DOCUMENT SEGMENT:
On 1 October 1942 Walter Westfeld was deported to Theresienstadt concentration camp on the orders of Police Officer Wilhelm Kurt Friedrich. Shortly thereafter, the Düsseldorf Regional Council, which did not recognize Westfeld's legacy to Scheulen, ordered the collection of Westfeld's remaining assets. Walter Westfeld was deported from Theresienstadt to Auschwitz on 23 January 1943, where he was subsequently murdered. The exact date of his death is unknown. In May 1945 he was pronounced dead.

== Attempts to recover the looted art collection ==
In September 1947, Emilie Scheulen asked Galerie Lempertz for information about Walter Westfeld's assets. The gallery announced that all related documents had been destroyed.

At the request of the Düsseldorf public prosecutor's office, the foreign currency ruling against Walter Westfeld of 2 July 1940 was overturned on 13 May 1952.

On 19 April 1956, the Ministry of Justice of North Rhine-Westphalia issued a certificate confirming that Westfeld was married to Emilie Scheulen (marriage certificate No. 362/1956 of the registry office Düsseldorf-Mitte dated 30 May 1956) and the marriage was retroactively registered for the date of 1 October 1935.

The Westfeld family has located a few of the artworks, including an Adolf Menzel and a Franz von Lenbach (in Burladingen), however while Menzel's Upturned Teapot was restituted, the mayor of Burladingen rejected any attempt to make amends stating, "We are not bound by the Washington Declaration... If we had a duty to return the painting, there would be laws forcing us to do so. But there are no such laws".

Other works, such as the watercolor Das Burggespenst by Leo Putz, seized in 1939 and auctioned off through Lempertz, are considered lost and listed on the German Lost Art Foundation website (Lost Art-ID 461012)

MATERIAL SUPPLIED:
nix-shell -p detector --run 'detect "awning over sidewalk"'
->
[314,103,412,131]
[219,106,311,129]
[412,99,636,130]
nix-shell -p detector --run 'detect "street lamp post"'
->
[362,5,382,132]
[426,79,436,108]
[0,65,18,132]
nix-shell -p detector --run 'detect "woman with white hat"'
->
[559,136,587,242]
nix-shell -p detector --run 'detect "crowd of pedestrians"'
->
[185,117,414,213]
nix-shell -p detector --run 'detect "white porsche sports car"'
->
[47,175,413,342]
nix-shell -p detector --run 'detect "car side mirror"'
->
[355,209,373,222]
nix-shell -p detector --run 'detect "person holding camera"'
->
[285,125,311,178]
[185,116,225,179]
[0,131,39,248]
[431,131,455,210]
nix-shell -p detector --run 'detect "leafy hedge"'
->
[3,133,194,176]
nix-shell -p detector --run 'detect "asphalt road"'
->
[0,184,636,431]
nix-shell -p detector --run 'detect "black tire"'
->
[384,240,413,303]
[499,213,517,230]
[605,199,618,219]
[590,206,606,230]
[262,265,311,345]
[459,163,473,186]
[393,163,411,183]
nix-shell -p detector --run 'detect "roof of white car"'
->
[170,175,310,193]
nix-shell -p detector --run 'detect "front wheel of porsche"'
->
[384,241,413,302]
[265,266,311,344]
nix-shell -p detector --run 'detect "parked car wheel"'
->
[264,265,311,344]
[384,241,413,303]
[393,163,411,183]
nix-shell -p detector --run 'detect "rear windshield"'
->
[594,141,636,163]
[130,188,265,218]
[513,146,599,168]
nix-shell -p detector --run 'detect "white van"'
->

DIRECTIONS:
1 > Please transcribe the stretch of the Walter Westfeld text from "At the request" through "1 October 1935.".
2 > According to the Walter Westfeld text, what did Galerie Lempertz tell Emilie Scheulen when she asked about Westfeld's assets in September 1947?

ANSWERS TO THE PROBLEMS:
1 >
At the request of the Düsseldorf public prosecutor's office, the foreign currency ruling against Walter Westfeld of 2 July 1940 was overturned on 13 May 1952.

On 19 April 1956, the Ministry of Justice of North Rhine-Westphalia issued a certificate confirming that Westfeld was married to Emilie Scheulen (marriage certificate No. 362/1956 of the registry office Düsseldorf-Mitte dated 30 May 1956) and the marriage was retroactively registered for the date of 1 October 1935.

2 > The gallery said that all related documents had been destroyed.